In the data beneath this task, how many lines contain "target"? Answer with the number only.

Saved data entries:

Start of Block

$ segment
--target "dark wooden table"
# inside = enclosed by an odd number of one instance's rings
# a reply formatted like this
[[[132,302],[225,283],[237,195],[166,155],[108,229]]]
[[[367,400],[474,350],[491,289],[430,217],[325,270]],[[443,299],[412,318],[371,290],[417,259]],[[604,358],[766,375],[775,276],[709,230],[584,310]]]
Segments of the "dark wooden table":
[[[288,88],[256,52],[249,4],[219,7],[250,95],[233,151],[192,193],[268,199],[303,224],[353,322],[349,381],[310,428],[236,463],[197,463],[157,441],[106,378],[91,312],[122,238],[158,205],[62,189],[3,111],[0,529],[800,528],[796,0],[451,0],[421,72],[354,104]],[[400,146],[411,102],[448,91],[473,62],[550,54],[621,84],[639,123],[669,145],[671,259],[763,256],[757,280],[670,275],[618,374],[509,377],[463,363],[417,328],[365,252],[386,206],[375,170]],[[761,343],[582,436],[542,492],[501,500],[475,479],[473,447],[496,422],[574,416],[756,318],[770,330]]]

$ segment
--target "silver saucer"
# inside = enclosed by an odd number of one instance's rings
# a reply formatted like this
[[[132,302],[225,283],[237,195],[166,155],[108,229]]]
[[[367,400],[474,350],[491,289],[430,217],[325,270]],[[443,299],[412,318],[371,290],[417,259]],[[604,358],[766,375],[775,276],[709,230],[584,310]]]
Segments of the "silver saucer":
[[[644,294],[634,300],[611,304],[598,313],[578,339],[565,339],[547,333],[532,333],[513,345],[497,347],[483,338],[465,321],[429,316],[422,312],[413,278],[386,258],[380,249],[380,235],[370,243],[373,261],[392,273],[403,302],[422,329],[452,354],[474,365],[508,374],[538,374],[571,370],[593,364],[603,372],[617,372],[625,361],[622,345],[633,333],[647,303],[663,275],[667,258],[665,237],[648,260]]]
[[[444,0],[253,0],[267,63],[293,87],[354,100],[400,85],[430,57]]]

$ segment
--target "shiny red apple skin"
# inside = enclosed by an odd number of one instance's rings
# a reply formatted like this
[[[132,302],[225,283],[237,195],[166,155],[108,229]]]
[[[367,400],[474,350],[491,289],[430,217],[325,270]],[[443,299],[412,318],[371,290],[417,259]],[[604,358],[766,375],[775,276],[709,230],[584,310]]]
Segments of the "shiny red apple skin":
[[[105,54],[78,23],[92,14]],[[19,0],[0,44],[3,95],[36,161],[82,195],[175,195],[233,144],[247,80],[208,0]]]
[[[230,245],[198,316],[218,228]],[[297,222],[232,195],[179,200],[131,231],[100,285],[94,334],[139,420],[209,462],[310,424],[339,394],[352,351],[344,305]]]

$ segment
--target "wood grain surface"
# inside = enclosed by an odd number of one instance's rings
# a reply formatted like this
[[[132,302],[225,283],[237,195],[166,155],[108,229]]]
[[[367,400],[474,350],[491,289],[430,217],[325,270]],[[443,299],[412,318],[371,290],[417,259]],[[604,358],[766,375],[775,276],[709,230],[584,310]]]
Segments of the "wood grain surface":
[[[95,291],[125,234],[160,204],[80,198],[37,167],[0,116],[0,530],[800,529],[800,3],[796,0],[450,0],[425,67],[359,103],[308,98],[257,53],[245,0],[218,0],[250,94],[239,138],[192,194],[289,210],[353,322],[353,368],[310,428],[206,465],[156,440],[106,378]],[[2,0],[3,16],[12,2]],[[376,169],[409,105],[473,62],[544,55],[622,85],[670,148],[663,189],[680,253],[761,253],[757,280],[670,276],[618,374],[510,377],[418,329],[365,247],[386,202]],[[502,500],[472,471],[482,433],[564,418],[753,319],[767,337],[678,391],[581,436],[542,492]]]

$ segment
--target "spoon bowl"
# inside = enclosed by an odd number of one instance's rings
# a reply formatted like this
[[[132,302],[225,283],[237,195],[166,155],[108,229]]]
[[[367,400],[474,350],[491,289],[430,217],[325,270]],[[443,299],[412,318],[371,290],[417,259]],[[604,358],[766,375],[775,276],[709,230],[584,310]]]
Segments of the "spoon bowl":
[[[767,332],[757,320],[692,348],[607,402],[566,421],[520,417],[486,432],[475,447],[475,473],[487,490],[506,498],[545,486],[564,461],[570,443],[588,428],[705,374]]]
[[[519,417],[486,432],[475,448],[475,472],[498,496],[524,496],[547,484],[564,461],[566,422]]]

End of Block

• OUTPUT FOR THIS EXERCISE:
5